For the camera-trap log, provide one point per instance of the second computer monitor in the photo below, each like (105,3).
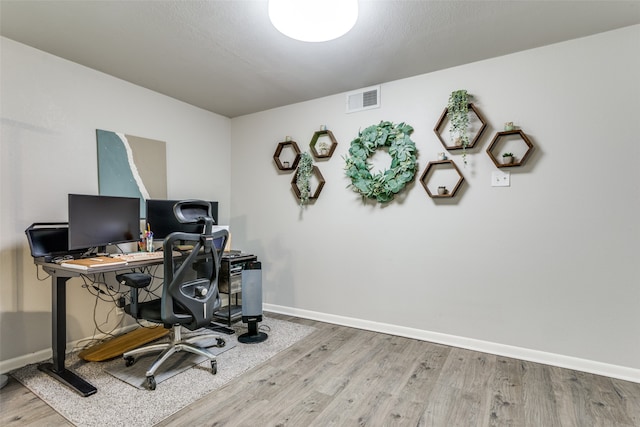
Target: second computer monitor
(162,221)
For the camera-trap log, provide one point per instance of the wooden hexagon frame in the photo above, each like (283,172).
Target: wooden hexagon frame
(442,120)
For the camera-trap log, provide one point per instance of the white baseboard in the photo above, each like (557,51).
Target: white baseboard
(559,360)
(42,355)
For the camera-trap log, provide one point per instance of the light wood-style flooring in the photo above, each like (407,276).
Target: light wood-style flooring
(340,376)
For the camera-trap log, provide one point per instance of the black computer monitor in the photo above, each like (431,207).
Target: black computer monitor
(99,221)
(162,221)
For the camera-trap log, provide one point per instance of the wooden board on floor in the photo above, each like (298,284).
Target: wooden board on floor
(119,345)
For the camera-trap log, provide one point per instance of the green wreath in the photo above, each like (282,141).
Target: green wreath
(383,185)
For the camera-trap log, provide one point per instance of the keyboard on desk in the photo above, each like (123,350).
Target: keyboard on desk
(143,256)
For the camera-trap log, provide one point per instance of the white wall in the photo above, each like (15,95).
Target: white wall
(544,269)
(50,110)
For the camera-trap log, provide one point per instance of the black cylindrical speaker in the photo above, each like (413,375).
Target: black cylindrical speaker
(252,302)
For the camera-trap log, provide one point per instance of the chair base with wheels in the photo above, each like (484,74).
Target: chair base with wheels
(176,344)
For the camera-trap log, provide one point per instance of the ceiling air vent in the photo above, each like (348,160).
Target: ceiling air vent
(363,99)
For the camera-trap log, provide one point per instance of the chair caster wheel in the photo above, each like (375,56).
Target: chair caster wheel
(151,383)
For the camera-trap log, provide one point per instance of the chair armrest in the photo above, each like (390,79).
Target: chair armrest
(135,281)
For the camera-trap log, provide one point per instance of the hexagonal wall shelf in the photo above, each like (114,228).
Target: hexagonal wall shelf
(446,166)
(444,119)
(316,193)
(323,153)
(514,141)
(283,147)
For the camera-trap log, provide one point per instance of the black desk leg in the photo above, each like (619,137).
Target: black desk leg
(59,341)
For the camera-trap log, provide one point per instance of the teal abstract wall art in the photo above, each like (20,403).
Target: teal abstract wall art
(131,166)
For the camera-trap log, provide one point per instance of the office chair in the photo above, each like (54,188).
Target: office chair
(190,293)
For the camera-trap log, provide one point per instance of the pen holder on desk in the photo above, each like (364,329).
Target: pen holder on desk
(149,241)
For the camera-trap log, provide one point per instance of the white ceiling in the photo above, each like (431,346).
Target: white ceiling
(225,57)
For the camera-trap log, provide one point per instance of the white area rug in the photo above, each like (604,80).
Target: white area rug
(119,404)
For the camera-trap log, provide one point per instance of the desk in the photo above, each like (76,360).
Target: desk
(59,277)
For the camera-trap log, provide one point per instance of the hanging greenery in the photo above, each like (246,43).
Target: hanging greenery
(383,185)
(458,112)
(303,177)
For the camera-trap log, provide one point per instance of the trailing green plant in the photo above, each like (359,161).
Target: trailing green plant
(458,112)
(383,185)
(303,177)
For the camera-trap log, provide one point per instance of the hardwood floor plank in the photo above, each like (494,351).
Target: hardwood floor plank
(507,400)
(540,406)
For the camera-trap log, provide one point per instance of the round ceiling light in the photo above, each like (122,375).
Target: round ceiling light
(313,20)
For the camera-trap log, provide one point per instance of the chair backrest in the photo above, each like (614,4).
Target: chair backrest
(190,293)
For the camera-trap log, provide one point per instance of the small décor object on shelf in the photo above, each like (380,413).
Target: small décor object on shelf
(303,177)
(383,185)
(324,148)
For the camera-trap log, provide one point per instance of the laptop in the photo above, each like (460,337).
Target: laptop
(50,240)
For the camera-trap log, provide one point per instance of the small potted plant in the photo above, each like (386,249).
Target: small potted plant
(458,112)
(303,177)
(507,158)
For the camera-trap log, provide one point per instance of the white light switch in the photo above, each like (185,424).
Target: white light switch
(500,179)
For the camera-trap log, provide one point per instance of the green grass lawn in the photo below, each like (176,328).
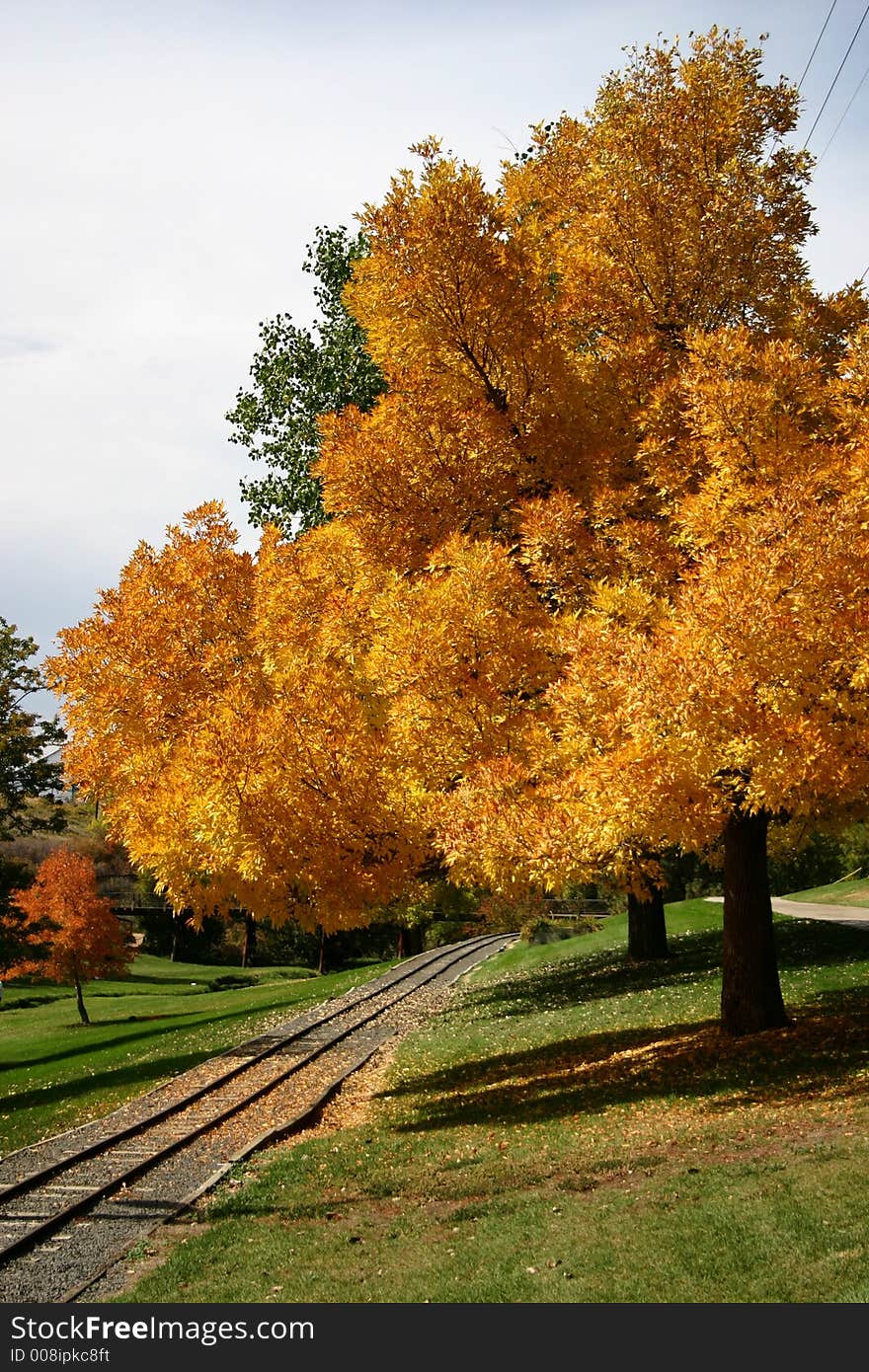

==================================================

Which lines of the entries above contain the word "black"? Pull out every one of them in full, treating uppercase and lowercase as different.

→ **Output**:
For the camera-trap log, provide one point per instance of the black computer monitor in the photo above, each like (431,207).
Target: black computer monitor
For the camera-trap log, provide one point per instance of the black cylindrical speaker in the photo above, each like (413,375).
Target: black cylindrical speaker
For the camera-trap log, provide one point per instance of the black desk leg in the photo above, each like (619,137).
Target: black desk leg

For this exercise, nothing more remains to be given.